> INSTRUCTIONS TO FOLLOW: Recast every line of the records below as a numbered list, skipping blank lines and leaving the pictures out.

> GIVEN ENTRIES:
········

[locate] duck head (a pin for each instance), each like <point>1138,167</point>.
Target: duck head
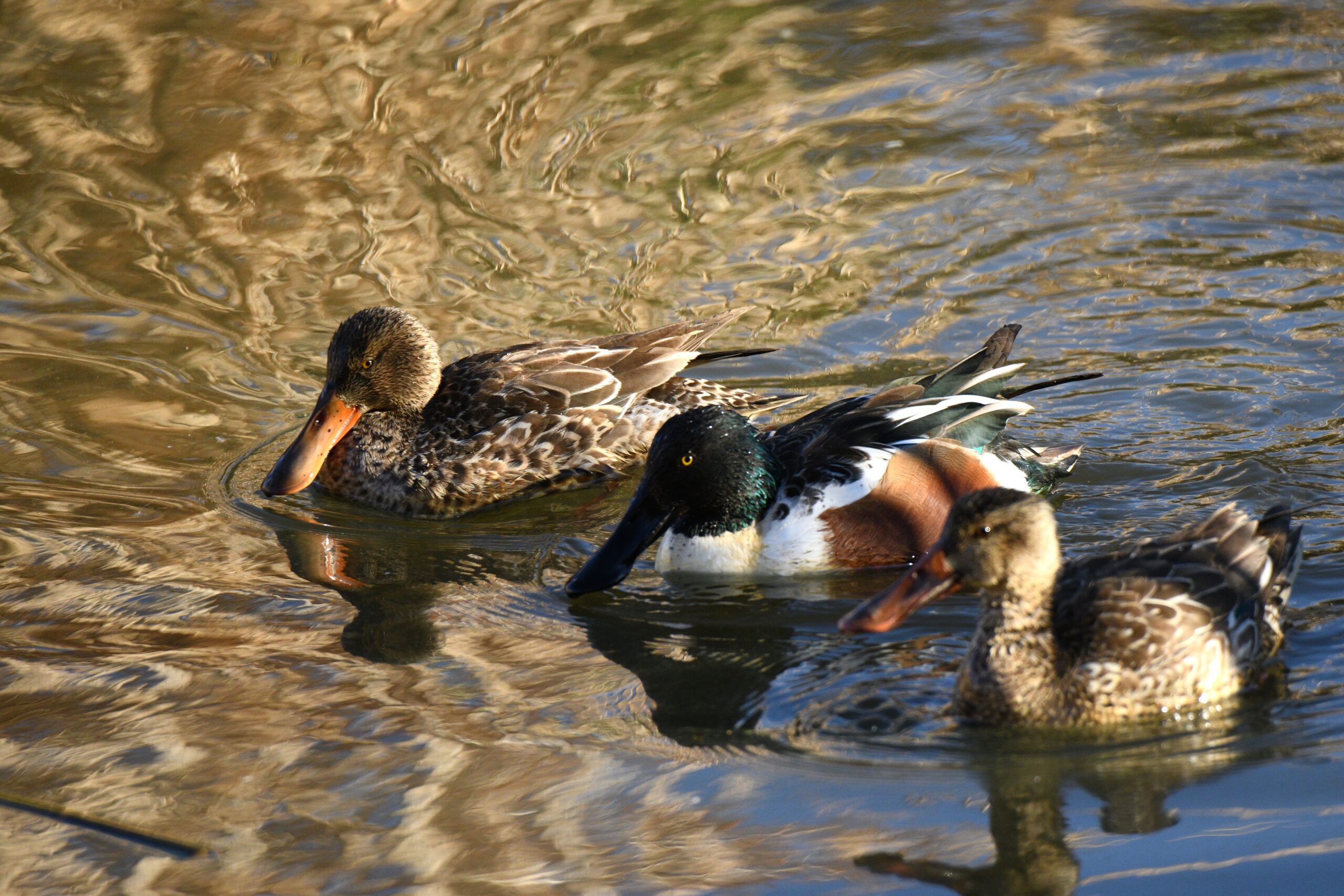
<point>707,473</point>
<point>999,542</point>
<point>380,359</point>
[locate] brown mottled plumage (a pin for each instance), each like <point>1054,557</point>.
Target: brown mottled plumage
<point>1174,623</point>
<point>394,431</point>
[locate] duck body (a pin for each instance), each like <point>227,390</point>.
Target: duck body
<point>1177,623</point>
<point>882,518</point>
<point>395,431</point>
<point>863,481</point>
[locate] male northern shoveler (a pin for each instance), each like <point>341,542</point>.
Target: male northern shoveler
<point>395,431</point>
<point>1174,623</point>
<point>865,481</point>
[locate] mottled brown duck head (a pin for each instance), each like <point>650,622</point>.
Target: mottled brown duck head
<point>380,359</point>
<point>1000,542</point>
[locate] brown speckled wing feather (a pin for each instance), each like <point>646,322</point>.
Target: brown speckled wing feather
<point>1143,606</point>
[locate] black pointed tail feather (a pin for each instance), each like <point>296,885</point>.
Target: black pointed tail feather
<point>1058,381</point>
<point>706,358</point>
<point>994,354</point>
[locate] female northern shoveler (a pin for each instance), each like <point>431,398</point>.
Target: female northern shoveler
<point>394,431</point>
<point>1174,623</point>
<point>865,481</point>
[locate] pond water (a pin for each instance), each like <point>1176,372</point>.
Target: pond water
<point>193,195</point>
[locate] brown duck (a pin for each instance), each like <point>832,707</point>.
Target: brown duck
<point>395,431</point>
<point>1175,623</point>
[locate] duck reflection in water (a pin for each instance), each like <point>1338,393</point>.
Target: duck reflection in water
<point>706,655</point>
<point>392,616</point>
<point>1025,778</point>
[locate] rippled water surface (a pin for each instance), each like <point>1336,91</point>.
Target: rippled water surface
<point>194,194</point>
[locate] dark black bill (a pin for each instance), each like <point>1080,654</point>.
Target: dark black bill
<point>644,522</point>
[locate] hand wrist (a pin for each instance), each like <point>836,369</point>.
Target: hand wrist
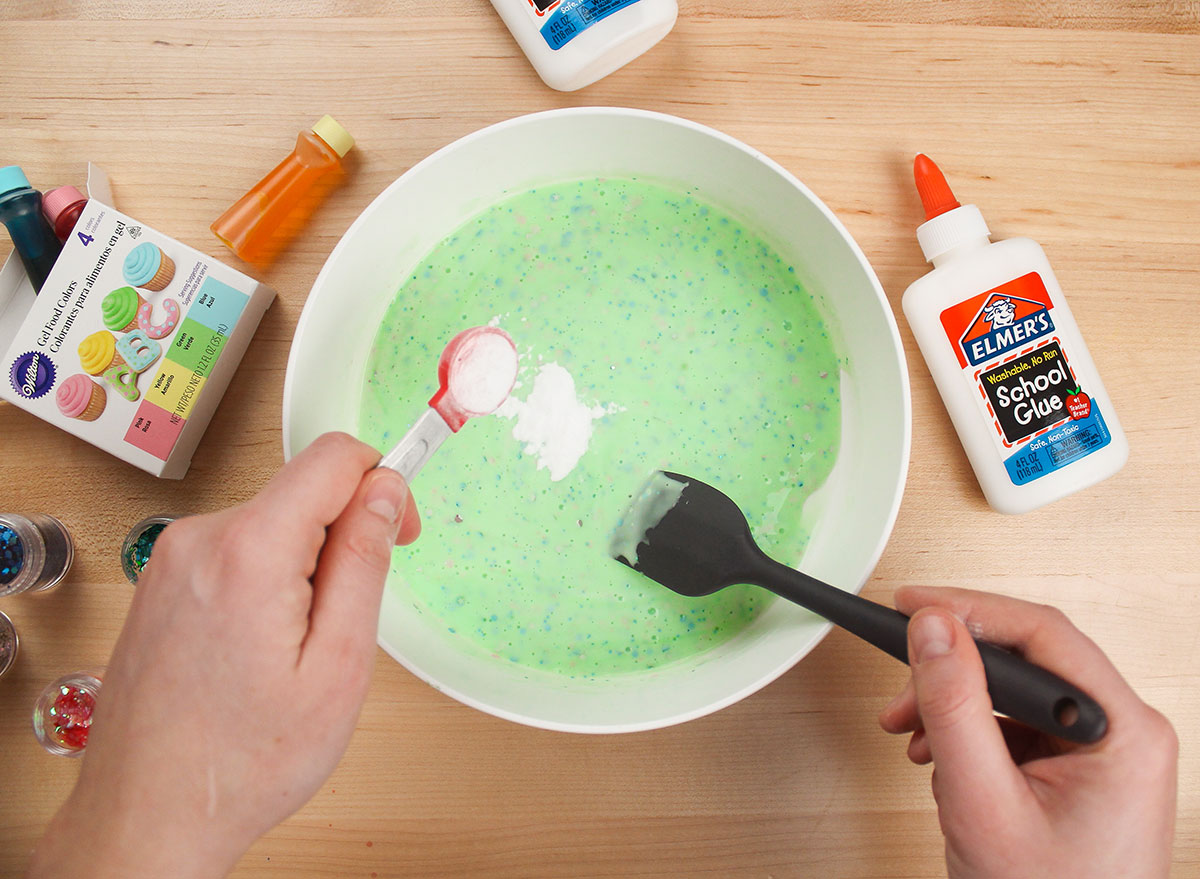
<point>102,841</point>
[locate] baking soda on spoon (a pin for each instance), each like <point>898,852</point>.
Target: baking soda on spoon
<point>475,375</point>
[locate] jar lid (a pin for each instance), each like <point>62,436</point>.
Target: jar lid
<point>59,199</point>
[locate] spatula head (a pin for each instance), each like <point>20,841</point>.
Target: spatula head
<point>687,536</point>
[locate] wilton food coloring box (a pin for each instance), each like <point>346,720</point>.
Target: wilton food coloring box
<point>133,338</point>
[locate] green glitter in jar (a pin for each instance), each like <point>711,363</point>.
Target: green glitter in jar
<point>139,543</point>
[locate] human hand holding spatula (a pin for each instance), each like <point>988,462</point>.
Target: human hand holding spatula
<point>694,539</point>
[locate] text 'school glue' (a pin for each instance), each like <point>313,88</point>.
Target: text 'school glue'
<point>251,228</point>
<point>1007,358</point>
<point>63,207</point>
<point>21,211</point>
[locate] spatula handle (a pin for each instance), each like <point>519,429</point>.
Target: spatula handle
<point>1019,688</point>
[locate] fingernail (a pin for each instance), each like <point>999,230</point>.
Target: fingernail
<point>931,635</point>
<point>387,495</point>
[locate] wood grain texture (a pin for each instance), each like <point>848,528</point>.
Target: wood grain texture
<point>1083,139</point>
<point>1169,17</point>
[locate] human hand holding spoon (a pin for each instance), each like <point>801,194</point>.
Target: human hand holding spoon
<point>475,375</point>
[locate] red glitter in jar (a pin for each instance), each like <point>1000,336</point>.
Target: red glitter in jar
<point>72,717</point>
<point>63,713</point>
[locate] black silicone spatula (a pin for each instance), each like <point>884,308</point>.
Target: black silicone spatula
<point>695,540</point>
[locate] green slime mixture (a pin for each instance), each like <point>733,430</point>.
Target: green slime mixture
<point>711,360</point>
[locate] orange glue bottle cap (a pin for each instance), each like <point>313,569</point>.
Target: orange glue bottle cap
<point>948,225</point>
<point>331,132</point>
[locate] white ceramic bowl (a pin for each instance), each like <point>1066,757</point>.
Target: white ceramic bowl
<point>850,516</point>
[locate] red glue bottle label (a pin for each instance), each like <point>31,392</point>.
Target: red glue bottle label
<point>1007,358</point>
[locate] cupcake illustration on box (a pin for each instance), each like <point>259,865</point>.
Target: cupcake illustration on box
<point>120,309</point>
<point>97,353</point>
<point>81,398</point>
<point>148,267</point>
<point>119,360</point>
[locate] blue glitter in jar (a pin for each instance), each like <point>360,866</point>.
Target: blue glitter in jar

········

> COMPLETE OUTPUT:
1. [locate] duck head (a pin for each instance), each like <point>1138,167</point>.
2. Target: duck head
3. <point>707,473</point>
4. <point>999,542</point>
5. <point>380,359</point>
6. [locate] brown mottled plumage (a pin for each instance), each like <point>1054,557</point>.
7. Target: brown mottled plumage
8. <point>1174,623</point>
9. <point>394,431</point>
10. [locate] duck body (a pin for each instance), each like <point>227,390</point>.
11. Target: duck body
12. <point>1177,623</point>
13. <point>882,518</point>
14. <point>395,431</point>
15. <point>863,481</point>
16. [locate] male northern shoveler (a pin for each instance), each like <point>341,542</point>.
17. Target: male northern shoveler
18. <point>395,431</point>
19. <point>1174,623</point>
20. <point>865,481</point>
21. [locate] mottled brown duck head (a pin for each instance), each like <point>650,622</point>.
22. Target: mottled brown duck head
23. <point>380,359</point>
24. <point>1000,542</point>
25. [locate] brown speckled wing feather (a pin for each instance), each like <point>646,322</point>.
26. Target: brown speckled wing feather
27. <point>1143,606</point>
28. [locate] black pointed tail feather (a pin for each instance), each like <point>296,885</point>.
29. Target: black pointed tail feather
30. <point>1058,381</point>
31. <point>706,358</point>
32. <point>994,354</point>
33. [locate] female northern shoveler (a pin for each instance), each like <point>431,398</point>.
34. Target: female northern shoveler
35. <point>394,431</point>
36. <point>1174,623</point>
37. <point>865,481</point>
38. [locate] pond water (a pin for each instance), each like <point>1176,372</point>.
39. Target: pond water
40. <point>193,195</point>
41. [locate] brown duck (a pin for each instance), each like <point>832,707</point>.
42. Target: brown duck
43. <point>395,431</point>
44. <point>1175,623</point>
45. [locate] duck reflection in water (a pin for each instance), each like <point>1338,393</point>.
46. Target: duck reflection in water
47. <point>706,655</point>
48. <point>392,616</point>
49. <point>1025,778</point>
50. [locate] rippled water surface (a pin for each instance), each like <point>1336,91</point>.
51. Target: rippled water surface
52. <point>194,194</point>
53. [locate] dark black bill (a pin for each instance), each like <point>1080,654</point>.
54. Target: dark black bill
55. <point>644,522</point>
56. [locate] hand wrist (a pin for each instance), each like <point>836,369</point>.
57. Target: hand wrist
58. <point>102,841</point>
59. [locate] baking soda on spoon (a pin for each instance), each like <point>898,852</point>.
60. Target: baking soda on spoon
61. <point>475,375</point>
62. [locate] jar lid (a pin for each instance), each like <point>62,436</point>.
63. Target: jar lid
64. <point>59,199</point>
65. [locate] spatula head (a pin for each instance), each like <point>20,841</point>.
66. Target: spatula head
67. <point>687,536</point>
68. [locate] wilton food coloring box (a pin for each instance), each like <point>346,720</point>.
69. Target: wilton food coloring box
70. <point>133,338</point>
71. [locate] green glitter in jar (a pin for each instance), each like <point>711,363</point>.
72. Target: green glitter in jar
73. <point>139,543</point>
74. [locate] human hand holding spatula (a pin for each instance), each like <point>988,462</point>.
75. Target: human hand holding spatula
76. <point>694,539</point>
77. [locate] text 'school glue' (a pin for each instance), each like <point>313,88</point>.
78. Target: text 'school glue'
79. <point>251,228</point>
80. <point>1007,358</point>
81. <point>63,207</point>
82. <point>21,211</point>
83. [locate] spatula handle (a pin for each instance), each like <point>519,429</point>.
84. Target: spatula handle
85. <point>1019,688</point>
86. [locate] fingernail (a pin for each instance), each like <point>999,230</point>.
87. Target: fingernail
88. <point>931,635</point>
89. <point>387,495</point>
90. [locate] wood grain texture (a pin for each instance), each like <point>848,528</point>.
91. Target: wood grain texture
92. <point>1083,139</point>
93. <point>1169,17</point>
94. [locate] human hand holding spoon (a pin for each instance), each like <point>801,194</point>.
95. Target: human hand holding spoon
96. <point>475,375</point>
97. [locate] red glitter in jar (a pin for each instance), each like <point>1000,336</point>.
98. Target: red glitter in jar
99. <point>72,717</point>
100. <point>63,713</point>
101. [locate] black silicone spatula (a pin for each instance), each like <point>884,308</point>.
102. Target: black silicone spatula
103. <point>695,540</point>
104. [locate] green slime mixture (a pin for each instance), each like <point>733,430</point>.
105. Target: green slime mixture
106. <point>711,360</point>
107. [locate] orange glue bottle cap (a pin for each instance), each like <point>313,569</point>.
108. Target: orange glue bottle cap
109. <point>948,225</point>
110. <point>331,132</point>
111. [locate] white ceramic bowl (a pin for each instance), each like <point>1066,757</point>.
112. Target: white ceramic bowl
113. <point>850,516</point>
114. [locate] red glue bottle label (a pin for each instance), each like <point>31,392</point>.
115. Target: red glue bottle label
116. <point>1007,358</point>
117. [locate] cupcake illustration on box (a pin for each instance), each like <point>259,865</point>.
118. Target: cupcake illustration on box
119. <point>120,309</point>
120. <point>97,353</point>
121. <point>81,398</point>
122. <point>148,267</point>
123. <point>119,360</point>
124. [locate] blue glitter in jar (a pin for each instance), each like <point>360,866</point>.
125. Target: blue glitter in jar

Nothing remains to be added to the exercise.